══ Material provided ══

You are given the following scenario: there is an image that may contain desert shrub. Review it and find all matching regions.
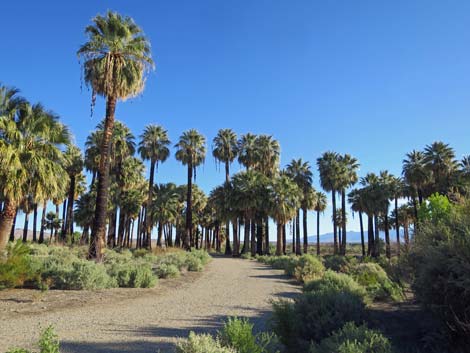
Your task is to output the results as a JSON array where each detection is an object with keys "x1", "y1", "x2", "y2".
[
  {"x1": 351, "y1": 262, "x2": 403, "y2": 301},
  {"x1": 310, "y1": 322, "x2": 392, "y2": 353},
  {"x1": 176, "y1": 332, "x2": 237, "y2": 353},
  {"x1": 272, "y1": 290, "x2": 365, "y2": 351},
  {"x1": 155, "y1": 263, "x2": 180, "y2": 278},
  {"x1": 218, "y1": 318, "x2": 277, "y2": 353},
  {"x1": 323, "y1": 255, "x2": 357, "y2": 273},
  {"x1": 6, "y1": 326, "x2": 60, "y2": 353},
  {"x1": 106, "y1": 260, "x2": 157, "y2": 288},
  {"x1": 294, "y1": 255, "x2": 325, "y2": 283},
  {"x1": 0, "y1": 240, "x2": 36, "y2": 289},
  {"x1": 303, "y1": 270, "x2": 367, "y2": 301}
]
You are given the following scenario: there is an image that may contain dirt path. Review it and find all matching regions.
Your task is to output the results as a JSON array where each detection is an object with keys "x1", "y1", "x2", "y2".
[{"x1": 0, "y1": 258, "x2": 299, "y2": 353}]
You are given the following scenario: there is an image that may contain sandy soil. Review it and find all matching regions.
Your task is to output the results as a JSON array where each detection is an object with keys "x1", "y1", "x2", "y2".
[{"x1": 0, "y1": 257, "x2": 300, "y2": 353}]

═══

#### Short task:
Please copy out all of the rows above word for word, leaving out the picture.

#### Answer to the task:
You are given the following scenario: there is an image that may contain desert shrub. Review it and find all matching regions.
Your task is to output the results as a JSON array where each detection is an object with keys "x1", "y1", "x2", "y2".
[
  {"x1": 351, "y1": 262, "x2": 403, "y2": 301},
  {"x1": 310, "y1": 322, "x2": 392, "y2": 353},
  {"x1": 176, "y1": 332, "x2": 237, "y2": 353},
  {"x1": 272, "y1": 290, "x2": 365, "y2": 351},
  {"x1": 155, "y1": 263, "x2": 180, "y2": 278},
  {"x1": 218, "y1": 318, "x2": 277, "y2": 353},
  {"x1": 323, "y1": 255, "x2": 357, "y2": 273},
  {"x1": 6, "y1": 326, "x2": 60, "y2": 353},
  {"x1": 106, "y1": 260, "x2": 157, "y2": 288},
  {"x1": 294, "y1": 255, "x2": 325, "y2": 283},
  {"x1": 0, "y1": 240, "x2": 36, "y2": 289},
  {"x1": 303, "y1": 270, "x2": 367, "y2": 301}
]
You are given the following scenario: there is an image that may contain dirt path. Review it and find all matching regions.
Your task is to output the results as a JSON array where each detection is an object with keys "x1", "y1", "x2", "y2".
[{"x1": 0, "y1": 258, "x2": 299, "y2": 353}]
You are given the following scenario: there is an image that may contain sandy soil. Review it and find all matching regions.
Your task is to output the results as a JSON array where each detection is an object with keys "x1", "y1", "x2", "y2".
[{"x1": 0, "y1": 257, "x2": 300, "y2": 353}]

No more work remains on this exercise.